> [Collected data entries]
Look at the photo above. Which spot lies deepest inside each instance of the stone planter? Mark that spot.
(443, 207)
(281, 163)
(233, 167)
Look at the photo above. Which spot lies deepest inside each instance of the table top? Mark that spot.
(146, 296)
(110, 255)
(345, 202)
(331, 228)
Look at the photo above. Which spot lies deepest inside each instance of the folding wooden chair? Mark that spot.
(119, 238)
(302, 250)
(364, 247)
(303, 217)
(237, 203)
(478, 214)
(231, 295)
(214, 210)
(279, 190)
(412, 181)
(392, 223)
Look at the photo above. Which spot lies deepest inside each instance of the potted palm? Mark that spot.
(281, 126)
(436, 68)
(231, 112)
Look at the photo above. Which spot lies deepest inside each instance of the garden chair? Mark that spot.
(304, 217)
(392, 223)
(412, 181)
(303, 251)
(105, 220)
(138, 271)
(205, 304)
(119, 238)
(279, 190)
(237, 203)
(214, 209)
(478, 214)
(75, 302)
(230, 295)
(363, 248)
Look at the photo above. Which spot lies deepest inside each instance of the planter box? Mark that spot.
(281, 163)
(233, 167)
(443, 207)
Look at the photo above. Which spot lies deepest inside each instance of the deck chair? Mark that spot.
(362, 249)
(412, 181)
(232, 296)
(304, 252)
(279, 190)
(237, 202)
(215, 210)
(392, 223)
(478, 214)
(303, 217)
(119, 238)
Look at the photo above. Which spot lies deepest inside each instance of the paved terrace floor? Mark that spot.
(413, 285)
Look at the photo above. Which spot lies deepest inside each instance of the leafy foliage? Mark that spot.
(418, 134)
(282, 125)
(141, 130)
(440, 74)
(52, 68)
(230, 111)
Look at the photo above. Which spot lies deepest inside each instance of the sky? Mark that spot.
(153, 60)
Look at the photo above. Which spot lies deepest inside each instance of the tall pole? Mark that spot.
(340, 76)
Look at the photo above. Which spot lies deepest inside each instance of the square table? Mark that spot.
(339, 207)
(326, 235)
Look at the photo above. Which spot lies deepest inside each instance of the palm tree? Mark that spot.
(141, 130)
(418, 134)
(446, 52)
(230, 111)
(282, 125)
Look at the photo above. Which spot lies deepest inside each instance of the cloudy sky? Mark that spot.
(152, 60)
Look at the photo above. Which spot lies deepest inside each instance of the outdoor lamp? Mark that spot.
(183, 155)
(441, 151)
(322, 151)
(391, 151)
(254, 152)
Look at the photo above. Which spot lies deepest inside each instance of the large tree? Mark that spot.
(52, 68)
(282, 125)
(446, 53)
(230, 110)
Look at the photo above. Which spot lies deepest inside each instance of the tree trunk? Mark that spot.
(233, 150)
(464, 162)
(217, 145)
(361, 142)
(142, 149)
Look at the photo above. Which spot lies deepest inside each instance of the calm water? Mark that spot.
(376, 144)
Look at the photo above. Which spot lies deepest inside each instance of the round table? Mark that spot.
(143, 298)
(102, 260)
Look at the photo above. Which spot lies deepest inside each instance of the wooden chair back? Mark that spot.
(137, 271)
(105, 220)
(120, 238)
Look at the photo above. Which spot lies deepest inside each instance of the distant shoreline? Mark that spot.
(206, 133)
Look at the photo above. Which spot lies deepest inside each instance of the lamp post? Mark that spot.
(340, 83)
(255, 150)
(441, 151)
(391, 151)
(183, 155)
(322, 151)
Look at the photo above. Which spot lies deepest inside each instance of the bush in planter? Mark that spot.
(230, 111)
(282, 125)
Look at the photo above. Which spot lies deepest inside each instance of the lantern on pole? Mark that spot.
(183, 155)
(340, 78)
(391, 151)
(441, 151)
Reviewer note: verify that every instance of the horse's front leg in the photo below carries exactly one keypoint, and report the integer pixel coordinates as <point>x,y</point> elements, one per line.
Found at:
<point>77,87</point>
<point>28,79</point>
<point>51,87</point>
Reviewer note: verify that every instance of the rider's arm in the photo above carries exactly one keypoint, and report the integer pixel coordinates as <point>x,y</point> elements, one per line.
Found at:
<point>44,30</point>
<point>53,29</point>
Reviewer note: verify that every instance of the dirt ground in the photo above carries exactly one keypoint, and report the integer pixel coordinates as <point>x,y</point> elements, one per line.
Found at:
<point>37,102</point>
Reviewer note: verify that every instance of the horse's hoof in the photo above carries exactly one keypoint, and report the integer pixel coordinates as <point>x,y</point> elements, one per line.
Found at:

> [WORK REQUIRED] Every line of data must be returned unchanged.

> [EXERCISE RESPONSE]
Look at the photo above. Which spot lies deepest inside each instance of the stone planter? Mark that spot.
(443, 207)
(281, 163)
(233, 167)
Look at the photo above. Which spot lies deepest inside each instance of the table top? Mark that spot.
(146, 296)
(110, 255)
(345, 202)
(331, 228)
Look at the photo above. Which spot lies deepest inside each instance of the folding wooden chair? Mark that spot.
(119, 238)
(302, 250)
(364, 247)
(303, 217)
(237, 203)
(478, 214)
(231, 295)
(214, 210)
(279, 190)
(412, 181)
(392, 223)
Look at the photo above. Which spot lies deepest inside each instance of the potted palm? Mark that spot.
(281, 126)
(436, 68)
(231, 112)
Look at the photo above. Which spot lies deepest inside each instance of the garden chair? Mark that spot.
(304, 217)
(392, 223)
(412, 181)
(303, 251)
(105, 220)
(138, 271)
(205, 304)
(119, 238)
(279, 190)
(237, 203)
(214, 209)
(478, 214)
(75, 302)
(230, 295)
(363, 248)
Look at the photo above. Which spot lies deepest inside each instance of the planter box? Mark that spot.
(281, 163)
(233, 167)
(443, 207)
Look at the photo above. Which spot lies deepest inside each instance of the deck chair? Mark that spot.
(362, 249)
(412, 181)
(232, 296)
(304, 252)
(279, 190)
(237, 202)
(215, 210)
(392, 223)
(478, 214)
(303, 217)
(119, 238)
Look at the photo above. Which spot lies deepest inside each instance of the paved terrace floor? Mark that spot.
(413, 285)
Look at the photo above. Which spot lies deepest inside each instance of the leafy foliage? Mark that spot.
(418, 134)
(282, 125)
(141, 130)
(440, 74)
(52, 68)
(230, 111)
Look at the photo above. Which spot lies deepest inside each instance of the sky? Mark that spot.
(153, 60)
Look at the photo above. Which spot lies deepest inside each instance of the tall pole? Mark that spot.
(340, 76)
Look at the photo above. Which spot lies deepest inside each instance of the square table? Mark that spot.
(339, 207)
(326, 235)
Look at the photo above. Which spot lies deepest inside each instance of the palm tree? Mark that spot.
(141, 130)
(418, 134)
(446, 52)
(230, 111)
(282, 125)
Look at the photo above. Which spot lies deepest inside each instance of the cloudy sky? Mark that spot.
(152, 60)
Look at the photo above. Which spot lies deepest inside each instance of the outdoor lamp? Mark that spot.
(183, 155)
(441, 151)
(322, 151)
(391, 151)
(254, 152)
Look at the photo above. Which spot lies deepest inside each instance of the large tree? Mark that spot.
(52, 68)
(282, 125)
(446, 53)
(230, 110)
Look at the photo above. Which spot lies deepest inside each instance of the tree trunk? Mark that spot.
(233, 150)
(464, 162)
(217, 145)
(361, 142)
(142, 149)
Look at the photo above. Which spot lies deepest inside each instance of the calm water? Mark that spot.
(376, 144)
Look at the photo above. Which spot lies deepest inside each instance of the round table? Mark that spot.
(143, 298)
(102, 260)
Look at the photo above. Which spot lies deepest inside each instance of the wooden chair back? Mark that spot.
(137, 271)
(105, 220)
(120, 238)
Look at the photo above. Which spot lies deepest inside each instance of the distant shoreline? Mark that spot.
(206, 133)
Look at the photo above. Which spot lies deepest inside each instance of the lamp post? Mark that spot.
(340, 83)
(255, 150)
(441, 151)
(391, 151)
(183, 155)
(322, 151)
Look at the photo above. Which spot lies deepest inside each instance of the bush in planter? Mark that spot.
(230, 111)
(282, 125)
Look at the photo above. Which spot lies deepest inside each instance of the lantern on pole? Mark that spot.
(183, 155)
(340, 78)
(391, 151)
(441, 151)
Reviewer note: verify that every instance of the horse's front leg in the photo below carries exactly one keypoint, and report the integer pixel coordinates as <point>x,y</point> elements, one per line.
Found at:
<point>77,87</point>
<point>28,79</point>
<point>51,87</point>
Reviewer note: verify that every instance of the rider's arm in the photo above carries exactly one keypoint, and report the integer pixel coordinates as <point>x,y</point> elements, one per line.
Found at:
<point>44,30</point>
<point>53,29</point>
Reviewer note: verify that every instance of the dirt ground in the photo above carries exactly one keypoint, and report the integer pixel coordinates as <point>x,y</point> elements, one per line.
Found at:
<point>37,102</point>
Reviewer note: verify that every instance of the horse's hoof in the photo above carries exactly one keypoint, and report the integer pixel coordinates as <point>x,y</point> elements, one per line.
Found at:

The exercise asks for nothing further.